#### PAGE EXCERPT:
Memory API

Kernel Memory Interface

We offer various memory controller components (various load-store units, arbiters, and a cache) to facilitate communication with the main memory. We suggest splitting the accelerator unit into the computational kernel and the memory network as shown here. We provide high-level interfaces to memory in the compute kernel via fifo-like ports. The ports take a certain payload type that carries information such as an address of memory to access, burst count, tags. We strongly recommend using the Python API to facilitate creation of memory ports and automatic generation of code for kernel integration with memory subsystem.

 ga::tlm_fifo_out<MemTypedReadReqType<MyType> > req_out; 
 ga::tlm_fifo_in<MemTypedReadRespType<MyType> > resp_in;

Here, ga::tlm_fifo_out is an output port that is used for requests to be sent out. ga::tlm_fifo_in is used to receive data from the memory load-store units. MemTypedReadReqType<MyType>, MemTypedReadRespType<MyType> are payloads for the ports. The payloads often take application type (as MyType in example).

Here's an example how the ports can be used in a kernel code:

 // request 10 elements of size MyType at address addr_offset
 req_out.put(MemTypedReadReqType<MyType>(addr_offset, 10);
 // receive 10 corresponding responses with values of MyType
 for (size_t i = 0; i < 10; ++i)

#### GIVEN RECORDS:
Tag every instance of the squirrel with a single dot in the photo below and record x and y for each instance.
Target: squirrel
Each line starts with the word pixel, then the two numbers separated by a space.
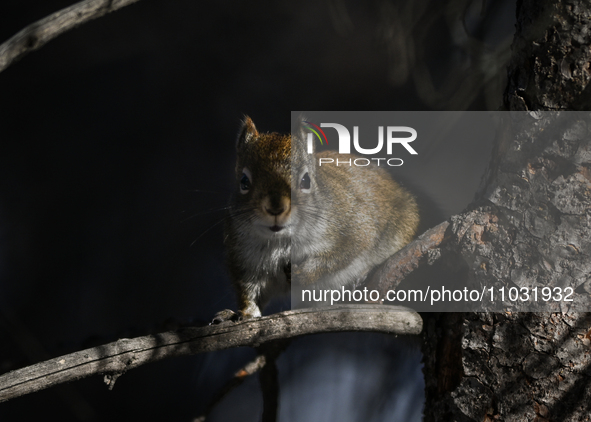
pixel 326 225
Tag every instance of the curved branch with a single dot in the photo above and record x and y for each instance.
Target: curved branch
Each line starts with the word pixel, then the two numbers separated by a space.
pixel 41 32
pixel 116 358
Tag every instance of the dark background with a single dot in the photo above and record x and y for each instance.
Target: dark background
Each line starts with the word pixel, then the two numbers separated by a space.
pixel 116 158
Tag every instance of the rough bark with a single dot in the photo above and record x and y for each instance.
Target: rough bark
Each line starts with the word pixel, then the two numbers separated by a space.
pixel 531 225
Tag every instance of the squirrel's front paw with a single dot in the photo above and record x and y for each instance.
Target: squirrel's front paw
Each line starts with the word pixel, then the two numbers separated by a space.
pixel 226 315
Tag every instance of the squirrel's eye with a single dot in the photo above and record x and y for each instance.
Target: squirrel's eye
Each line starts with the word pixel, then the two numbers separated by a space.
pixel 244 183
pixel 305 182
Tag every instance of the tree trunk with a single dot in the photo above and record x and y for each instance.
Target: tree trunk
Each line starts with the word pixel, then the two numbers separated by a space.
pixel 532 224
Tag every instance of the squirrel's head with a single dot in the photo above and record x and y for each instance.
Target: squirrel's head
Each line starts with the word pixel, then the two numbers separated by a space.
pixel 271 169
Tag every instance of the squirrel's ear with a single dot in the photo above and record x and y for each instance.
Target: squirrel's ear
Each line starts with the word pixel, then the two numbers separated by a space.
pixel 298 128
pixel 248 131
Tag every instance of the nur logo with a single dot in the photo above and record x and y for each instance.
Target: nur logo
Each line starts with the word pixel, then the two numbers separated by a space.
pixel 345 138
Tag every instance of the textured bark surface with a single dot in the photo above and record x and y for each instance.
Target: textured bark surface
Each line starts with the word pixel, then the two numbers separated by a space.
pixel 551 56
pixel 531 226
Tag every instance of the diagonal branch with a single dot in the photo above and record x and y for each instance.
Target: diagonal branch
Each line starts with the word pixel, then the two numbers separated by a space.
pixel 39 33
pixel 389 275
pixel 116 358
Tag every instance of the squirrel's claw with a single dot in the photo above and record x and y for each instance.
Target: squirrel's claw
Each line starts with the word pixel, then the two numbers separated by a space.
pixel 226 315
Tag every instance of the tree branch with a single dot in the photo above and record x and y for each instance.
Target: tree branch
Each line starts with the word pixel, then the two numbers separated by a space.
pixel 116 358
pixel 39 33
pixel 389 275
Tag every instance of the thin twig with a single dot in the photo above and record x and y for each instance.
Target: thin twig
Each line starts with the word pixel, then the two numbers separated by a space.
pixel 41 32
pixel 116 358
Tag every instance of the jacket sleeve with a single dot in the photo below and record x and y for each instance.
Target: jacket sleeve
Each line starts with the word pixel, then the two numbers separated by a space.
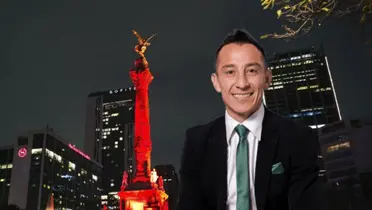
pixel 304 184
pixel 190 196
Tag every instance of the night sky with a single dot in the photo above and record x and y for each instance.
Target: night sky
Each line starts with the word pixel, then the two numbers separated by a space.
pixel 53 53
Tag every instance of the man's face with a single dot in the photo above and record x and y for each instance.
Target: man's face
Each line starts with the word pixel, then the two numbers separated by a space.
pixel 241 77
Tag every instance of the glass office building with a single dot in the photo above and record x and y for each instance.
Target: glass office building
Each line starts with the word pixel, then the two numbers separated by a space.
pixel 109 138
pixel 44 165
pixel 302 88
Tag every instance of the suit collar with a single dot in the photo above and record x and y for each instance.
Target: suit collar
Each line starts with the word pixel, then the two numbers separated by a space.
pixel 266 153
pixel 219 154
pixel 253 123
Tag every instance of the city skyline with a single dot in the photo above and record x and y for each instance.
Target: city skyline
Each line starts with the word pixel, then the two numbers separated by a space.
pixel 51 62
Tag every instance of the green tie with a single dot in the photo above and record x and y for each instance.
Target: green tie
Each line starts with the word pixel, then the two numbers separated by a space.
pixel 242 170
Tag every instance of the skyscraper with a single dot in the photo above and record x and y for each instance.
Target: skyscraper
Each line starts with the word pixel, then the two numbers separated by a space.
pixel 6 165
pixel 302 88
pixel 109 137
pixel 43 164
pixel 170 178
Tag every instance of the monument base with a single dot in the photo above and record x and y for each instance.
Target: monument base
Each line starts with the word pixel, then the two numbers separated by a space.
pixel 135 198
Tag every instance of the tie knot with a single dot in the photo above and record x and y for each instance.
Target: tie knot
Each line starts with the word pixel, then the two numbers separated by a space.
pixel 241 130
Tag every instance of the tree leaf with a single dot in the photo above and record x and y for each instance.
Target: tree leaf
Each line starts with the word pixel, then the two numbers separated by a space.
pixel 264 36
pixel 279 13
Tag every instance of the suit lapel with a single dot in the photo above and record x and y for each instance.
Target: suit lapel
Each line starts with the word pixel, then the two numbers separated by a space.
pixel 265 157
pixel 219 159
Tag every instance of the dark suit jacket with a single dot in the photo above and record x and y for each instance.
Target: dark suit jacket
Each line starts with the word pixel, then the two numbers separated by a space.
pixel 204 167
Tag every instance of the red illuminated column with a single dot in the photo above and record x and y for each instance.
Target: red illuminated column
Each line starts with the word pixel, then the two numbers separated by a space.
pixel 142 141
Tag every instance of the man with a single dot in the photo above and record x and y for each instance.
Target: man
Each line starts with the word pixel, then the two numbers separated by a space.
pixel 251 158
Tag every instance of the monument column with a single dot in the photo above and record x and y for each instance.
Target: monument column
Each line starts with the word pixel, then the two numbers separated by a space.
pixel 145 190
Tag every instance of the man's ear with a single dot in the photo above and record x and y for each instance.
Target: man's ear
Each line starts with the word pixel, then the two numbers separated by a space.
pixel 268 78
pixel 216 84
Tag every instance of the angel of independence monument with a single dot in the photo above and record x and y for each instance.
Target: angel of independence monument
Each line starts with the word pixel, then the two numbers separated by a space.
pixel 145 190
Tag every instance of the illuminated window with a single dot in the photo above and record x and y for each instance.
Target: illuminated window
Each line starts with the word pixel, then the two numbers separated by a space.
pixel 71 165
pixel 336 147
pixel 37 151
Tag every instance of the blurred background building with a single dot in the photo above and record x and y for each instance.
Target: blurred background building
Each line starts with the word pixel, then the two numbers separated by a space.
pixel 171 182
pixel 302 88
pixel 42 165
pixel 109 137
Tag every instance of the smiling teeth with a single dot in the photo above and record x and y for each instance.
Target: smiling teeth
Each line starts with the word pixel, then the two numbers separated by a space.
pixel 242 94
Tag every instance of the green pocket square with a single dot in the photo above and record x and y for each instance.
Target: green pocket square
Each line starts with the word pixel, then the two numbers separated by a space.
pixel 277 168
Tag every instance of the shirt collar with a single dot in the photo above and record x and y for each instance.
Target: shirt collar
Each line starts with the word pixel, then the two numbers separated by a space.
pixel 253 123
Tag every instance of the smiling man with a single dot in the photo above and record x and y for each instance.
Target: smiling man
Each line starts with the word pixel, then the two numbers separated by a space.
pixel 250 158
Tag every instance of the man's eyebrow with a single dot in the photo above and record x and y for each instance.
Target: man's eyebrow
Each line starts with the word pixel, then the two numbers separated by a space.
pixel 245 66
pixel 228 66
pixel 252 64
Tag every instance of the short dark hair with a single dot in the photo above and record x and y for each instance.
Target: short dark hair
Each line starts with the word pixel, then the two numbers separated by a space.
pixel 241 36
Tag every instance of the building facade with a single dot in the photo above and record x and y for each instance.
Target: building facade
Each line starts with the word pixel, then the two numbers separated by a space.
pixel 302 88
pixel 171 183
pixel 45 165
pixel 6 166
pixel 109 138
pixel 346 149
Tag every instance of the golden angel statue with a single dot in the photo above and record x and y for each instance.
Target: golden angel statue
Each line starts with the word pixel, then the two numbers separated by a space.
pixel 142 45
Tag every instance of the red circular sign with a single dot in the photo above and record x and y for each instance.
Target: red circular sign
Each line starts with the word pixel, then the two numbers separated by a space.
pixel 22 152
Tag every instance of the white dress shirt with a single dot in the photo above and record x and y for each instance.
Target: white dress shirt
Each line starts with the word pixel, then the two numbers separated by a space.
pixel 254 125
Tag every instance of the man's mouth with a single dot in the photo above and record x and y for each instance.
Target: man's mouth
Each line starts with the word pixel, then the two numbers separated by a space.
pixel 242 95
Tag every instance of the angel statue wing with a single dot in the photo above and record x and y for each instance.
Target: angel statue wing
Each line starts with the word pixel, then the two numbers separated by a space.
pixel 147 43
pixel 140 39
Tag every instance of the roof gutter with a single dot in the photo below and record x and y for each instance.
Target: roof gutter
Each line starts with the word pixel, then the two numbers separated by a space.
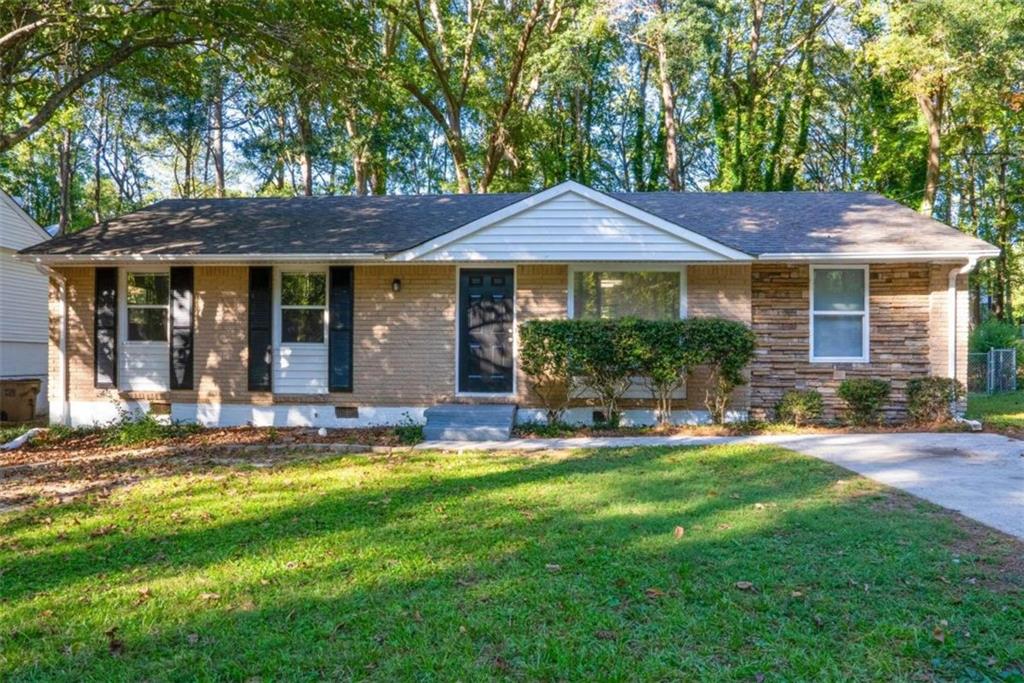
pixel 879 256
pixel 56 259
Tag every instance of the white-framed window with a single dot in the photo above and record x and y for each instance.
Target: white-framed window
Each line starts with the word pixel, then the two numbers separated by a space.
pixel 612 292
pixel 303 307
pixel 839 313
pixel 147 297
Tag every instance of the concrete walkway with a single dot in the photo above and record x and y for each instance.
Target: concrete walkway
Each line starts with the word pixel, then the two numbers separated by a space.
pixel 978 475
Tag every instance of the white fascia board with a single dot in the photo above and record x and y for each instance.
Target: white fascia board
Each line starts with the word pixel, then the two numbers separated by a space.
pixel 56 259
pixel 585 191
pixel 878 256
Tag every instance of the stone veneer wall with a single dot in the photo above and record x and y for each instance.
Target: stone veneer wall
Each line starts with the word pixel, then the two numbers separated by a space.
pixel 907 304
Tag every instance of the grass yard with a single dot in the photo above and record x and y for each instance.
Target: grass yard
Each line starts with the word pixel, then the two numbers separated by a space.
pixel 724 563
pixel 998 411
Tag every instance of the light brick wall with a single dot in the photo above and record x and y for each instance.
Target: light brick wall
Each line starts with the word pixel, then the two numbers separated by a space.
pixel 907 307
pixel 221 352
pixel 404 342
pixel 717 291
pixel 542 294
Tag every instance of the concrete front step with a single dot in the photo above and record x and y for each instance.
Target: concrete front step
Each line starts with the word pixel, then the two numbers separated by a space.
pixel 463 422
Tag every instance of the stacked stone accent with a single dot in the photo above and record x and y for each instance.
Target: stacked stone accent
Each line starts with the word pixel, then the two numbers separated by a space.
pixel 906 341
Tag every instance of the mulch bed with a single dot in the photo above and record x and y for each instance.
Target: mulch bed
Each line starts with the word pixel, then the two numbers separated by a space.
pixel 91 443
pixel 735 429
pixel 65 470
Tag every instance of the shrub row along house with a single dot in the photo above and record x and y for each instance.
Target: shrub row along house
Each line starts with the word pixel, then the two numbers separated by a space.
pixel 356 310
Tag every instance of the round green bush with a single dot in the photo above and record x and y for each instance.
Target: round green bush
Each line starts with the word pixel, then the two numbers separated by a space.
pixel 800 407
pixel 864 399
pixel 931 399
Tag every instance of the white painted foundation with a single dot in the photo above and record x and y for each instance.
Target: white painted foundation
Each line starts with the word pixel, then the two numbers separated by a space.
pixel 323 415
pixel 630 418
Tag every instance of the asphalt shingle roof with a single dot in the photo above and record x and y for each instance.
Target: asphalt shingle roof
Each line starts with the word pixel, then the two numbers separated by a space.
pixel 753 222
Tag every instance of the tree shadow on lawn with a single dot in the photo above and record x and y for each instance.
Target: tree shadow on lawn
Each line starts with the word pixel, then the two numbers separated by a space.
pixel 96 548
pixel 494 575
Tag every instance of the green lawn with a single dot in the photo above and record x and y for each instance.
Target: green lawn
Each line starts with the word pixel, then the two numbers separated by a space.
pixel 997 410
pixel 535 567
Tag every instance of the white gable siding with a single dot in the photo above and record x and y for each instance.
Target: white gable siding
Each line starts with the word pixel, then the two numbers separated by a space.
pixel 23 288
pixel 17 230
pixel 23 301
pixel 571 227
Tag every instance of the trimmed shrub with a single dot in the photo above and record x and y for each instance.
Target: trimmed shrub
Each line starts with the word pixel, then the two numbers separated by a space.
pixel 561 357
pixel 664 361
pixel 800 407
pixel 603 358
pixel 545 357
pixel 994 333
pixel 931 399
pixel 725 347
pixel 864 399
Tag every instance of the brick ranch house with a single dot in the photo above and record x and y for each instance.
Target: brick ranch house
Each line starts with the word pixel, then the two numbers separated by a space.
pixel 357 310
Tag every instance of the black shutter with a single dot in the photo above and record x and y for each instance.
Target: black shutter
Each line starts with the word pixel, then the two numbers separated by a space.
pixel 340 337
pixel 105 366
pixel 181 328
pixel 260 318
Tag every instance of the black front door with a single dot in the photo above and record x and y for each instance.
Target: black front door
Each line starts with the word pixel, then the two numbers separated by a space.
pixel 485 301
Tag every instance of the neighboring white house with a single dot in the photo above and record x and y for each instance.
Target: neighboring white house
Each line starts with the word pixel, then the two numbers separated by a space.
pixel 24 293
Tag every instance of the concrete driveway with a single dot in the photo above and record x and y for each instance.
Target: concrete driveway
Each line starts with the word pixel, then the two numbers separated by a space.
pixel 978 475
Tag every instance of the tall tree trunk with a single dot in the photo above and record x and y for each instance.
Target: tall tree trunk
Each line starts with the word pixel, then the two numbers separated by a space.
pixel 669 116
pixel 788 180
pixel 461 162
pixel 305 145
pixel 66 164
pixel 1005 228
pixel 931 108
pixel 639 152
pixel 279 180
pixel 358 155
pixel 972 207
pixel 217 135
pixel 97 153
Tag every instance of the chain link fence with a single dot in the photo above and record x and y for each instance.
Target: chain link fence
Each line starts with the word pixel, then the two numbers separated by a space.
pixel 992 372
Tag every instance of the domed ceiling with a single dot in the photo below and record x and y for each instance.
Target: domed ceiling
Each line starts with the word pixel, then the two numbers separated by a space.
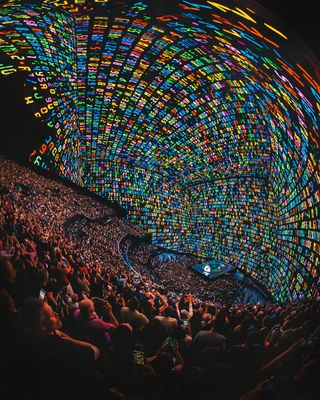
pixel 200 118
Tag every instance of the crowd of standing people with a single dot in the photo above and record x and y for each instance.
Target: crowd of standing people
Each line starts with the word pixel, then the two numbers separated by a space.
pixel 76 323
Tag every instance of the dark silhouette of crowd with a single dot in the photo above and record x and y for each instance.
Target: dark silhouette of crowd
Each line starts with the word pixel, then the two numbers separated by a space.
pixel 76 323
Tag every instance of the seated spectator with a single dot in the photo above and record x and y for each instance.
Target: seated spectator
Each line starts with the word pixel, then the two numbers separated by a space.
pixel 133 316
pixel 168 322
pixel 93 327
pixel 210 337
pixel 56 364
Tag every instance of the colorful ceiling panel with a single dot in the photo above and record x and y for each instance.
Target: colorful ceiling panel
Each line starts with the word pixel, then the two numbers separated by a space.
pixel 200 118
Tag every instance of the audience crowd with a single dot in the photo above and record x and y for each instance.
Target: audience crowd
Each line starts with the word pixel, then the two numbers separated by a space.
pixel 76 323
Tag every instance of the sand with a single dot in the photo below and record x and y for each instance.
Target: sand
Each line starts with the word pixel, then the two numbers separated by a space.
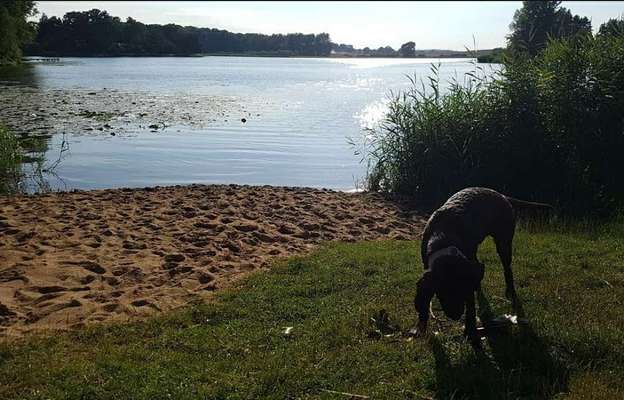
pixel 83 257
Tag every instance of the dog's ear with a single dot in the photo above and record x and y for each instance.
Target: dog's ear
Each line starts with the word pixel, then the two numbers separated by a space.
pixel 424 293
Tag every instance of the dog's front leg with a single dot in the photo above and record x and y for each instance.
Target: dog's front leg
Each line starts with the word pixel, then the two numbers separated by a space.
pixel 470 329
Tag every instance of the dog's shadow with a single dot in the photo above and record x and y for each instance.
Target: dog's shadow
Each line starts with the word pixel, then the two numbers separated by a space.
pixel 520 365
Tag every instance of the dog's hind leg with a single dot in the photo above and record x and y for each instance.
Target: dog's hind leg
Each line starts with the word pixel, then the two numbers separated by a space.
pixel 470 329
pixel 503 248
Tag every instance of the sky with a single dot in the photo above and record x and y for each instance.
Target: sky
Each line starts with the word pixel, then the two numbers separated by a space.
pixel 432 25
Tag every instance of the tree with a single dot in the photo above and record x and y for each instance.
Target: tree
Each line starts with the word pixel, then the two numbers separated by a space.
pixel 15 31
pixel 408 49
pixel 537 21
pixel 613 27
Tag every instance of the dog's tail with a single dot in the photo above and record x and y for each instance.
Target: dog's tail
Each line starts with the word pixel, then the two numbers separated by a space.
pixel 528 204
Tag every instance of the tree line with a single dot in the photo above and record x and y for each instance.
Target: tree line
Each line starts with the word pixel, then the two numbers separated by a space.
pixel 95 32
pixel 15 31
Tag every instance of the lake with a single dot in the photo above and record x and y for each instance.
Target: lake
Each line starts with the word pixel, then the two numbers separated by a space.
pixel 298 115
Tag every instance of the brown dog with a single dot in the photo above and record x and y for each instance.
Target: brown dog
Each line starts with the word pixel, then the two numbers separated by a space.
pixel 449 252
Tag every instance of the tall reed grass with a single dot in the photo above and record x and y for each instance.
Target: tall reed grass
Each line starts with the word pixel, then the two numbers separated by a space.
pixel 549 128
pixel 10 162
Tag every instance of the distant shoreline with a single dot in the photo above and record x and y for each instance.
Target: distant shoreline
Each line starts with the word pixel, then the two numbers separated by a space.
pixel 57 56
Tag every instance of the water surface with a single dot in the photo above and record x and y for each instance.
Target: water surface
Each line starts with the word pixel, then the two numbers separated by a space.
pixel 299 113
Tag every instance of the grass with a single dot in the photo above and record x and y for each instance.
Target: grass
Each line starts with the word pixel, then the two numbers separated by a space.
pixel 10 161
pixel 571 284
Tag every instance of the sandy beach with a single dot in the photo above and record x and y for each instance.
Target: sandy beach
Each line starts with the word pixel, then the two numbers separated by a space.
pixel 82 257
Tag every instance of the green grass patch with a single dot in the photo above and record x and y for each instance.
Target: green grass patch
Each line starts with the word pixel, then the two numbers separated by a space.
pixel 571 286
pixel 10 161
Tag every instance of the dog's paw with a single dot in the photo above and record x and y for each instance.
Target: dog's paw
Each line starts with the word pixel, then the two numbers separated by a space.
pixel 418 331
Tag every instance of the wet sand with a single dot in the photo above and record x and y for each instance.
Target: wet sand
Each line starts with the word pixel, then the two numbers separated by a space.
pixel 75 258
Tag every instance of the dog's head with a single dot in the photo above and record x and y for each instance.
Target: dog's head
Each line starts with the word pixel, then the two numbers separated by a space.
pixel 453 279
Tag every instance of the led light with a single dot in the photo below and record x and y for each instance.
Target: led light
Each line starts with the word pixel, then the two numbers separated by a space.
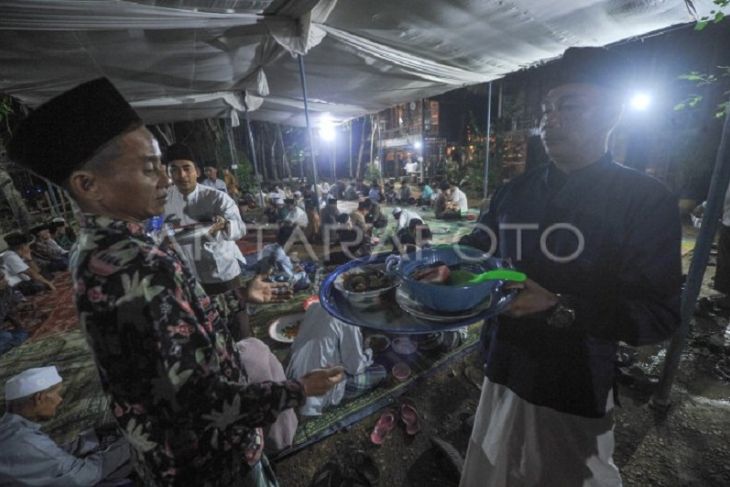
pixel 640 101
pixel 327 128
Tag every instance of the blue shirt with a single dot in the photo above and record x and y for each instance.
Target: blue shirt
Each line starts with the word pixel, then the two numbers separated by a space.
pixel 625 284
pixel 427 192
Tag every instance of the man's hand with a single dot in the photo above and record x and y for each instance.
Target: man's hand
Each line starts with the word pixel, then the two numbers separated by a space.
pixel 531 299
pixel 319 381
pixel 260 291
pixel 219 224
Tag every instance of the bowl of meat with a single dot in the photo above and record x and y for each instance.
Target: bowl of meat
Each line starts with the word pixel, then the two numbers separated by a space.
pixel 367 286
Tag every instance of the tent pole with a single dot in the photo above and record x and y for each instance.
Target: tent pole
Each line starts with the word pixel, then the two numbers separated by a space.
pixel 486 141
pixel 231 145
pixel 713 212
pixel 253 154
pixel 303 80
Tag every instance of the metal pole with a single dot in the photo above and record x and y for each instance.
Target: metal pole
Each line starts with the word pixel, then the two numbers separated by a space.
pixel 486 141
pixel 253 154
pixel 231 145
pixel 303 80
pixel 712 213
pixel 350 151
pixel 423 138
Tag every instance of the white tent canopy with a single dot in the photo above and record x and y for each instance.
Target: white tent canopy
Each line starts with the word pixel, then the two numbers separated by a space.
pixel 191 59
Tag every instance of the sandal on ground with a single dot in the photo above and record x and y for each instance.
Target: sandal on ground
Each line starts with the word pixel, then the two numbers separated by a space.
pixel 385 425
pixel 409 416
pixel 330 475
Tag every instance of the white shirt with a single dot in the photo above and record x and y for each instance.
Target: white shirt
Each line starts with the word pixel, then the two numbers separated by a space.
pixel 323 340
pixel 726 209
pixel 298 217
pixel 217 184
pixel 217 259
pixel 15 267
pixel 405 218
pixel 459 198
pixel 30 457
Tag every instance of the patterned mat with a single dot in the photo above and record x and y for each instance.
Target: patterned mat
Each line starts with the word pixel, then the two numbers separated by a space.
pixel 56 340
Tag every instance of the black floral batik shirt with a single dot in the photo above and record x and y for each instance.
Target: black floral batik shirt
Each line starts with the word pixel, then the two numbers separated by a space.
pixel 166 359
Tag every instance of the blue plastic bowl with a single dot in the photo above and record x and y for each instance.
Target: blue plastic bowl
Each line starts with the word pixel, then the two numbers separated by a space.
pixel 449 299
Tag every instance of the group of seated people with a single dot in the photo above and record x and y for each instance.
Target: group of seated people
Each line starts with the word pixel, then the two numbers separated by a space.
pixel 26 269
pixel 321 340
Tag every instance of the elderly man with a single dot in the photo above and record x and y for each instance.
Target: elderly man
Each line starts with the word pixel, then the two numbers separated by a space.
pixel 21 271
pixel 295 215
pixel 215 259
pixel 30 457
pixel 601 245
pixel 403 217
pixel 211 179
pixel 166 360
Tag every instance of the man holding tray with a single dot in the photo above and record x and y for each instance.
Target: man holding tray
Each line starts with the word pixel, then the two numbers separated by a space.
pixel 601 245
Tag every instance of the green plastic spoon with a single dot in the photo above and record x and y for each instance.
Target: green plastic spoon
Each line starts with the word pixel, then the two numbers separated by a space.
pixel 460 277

#### STATED EXERCISE 1:
Can you copy the rows from the line with "Tag every instance of the roof" to the line with "pixel 998 411", keeping every line unchanged and leaving out the pictures?
#### STATED EXERCISE 2:
Can you pick up the memory API page right after its last line and keep it going?

#### WRITTEN RESPONSE 1:
Tag every instance of the roof gutter with a single dot in the photo below and record x and y for each instance.
Target: roof gutter
Each line starts with the word pixel, then the two numbers separated by a space.
pixel 879 256
pixel 56 259
Tag every instance of the white-framed window with a single dot in the photo above and record x and y for each instance.
Target: white-framed window
Each line starts with the word pixel, then the two numbers separated by a space.
pixel 612 292
pixel 303 307
pixel 839 313
pixel 147 297
Tag every instance of the concrete walkway with a single dot in the photo above and record x and y for each instance.
Target: concrete walkway
Each line starts with the word pixel, then the two numbers separated by a space.
pixel 978 475
Tag every instance of the white fascia board with a single dot in the photo above and record x and y for each instance.
Target: white fascia board
Each line starts with the word pixel, then the two numbers separated by a space.
pixel 56 259
pixel 585 191
pixel 878 256
Tag every instance of the stone veneer wall with a single dot in the photo above and record x and y for each instance.
Target: stone veneer wall
Each line starts with the word pixel, then the two numbers separated by a space.
pixel 907 304
Tag every instance of the grass yard with a single dot in the photo above and record x and y for each instance.
Target: grass yard
Each line starts with the word pixel, then the two numbers separated by a space.
pixel 724 563
pixel 998 411

#### WRITTEN RESPONSE 2:
     MyType next_value = resp_in.get().data;
 }

We provide several memory interface types, each of them provide a specialized memory controller that is optimized for a particular memory access type. For example, the memory components are differently optimized for streaming access vs. random access. There are memory only-read ports, only-write ports and a read/write port. Most memory interfaces come in port bundles, e.g. for read port in example above, one request and one response ports are used.

Memory Read Port Bundles

Streaming Read Port Bundle. The interface can be used for both streaming and random read access to memory.

ga::tlm_fifo_out<MemTypedReadReqType<USER_TYPE> > req_out; ga::tlm_fifo_in<MemTypedReadRespType<USER_TYPE> > resp_in;

The user constructs  a `MemTypedReadReqType<USER_TYPE>` object to request N (size) elements of type `USER_TYPE` at some address (addr). Multiple requests can be done by sending multiple `MemTypedReadReqType<USER_TYPE>` objects to req_out port.
`MemTypedReadReqType<USER_TYPE>` has the following fields:
* `addr` - memory address
* `size` - burst size
 
The responses will come in the same order as corresponding requests, one element of type `USER_TYPE` at a time:
`MemTypedReadRespType<USER_TYPE>` has the following fields: 
* `data` - data of `USER_TYPE`. 

*Note: if the application requires both read and write accesses to the same location (or cacheline) in memory, then the read/write interface should be used instead because the order between read and write requests cannot be guaranteed using this interface*

2. **Random Read Port Bundle.** This read interface is used for random accesses and does not support burst/streaming mode. This interface may have better performance for random accesses than the streaming interface because it does not reorder responses. Because of that, a user needs to provide a unique tag that can be used to match a response to a request.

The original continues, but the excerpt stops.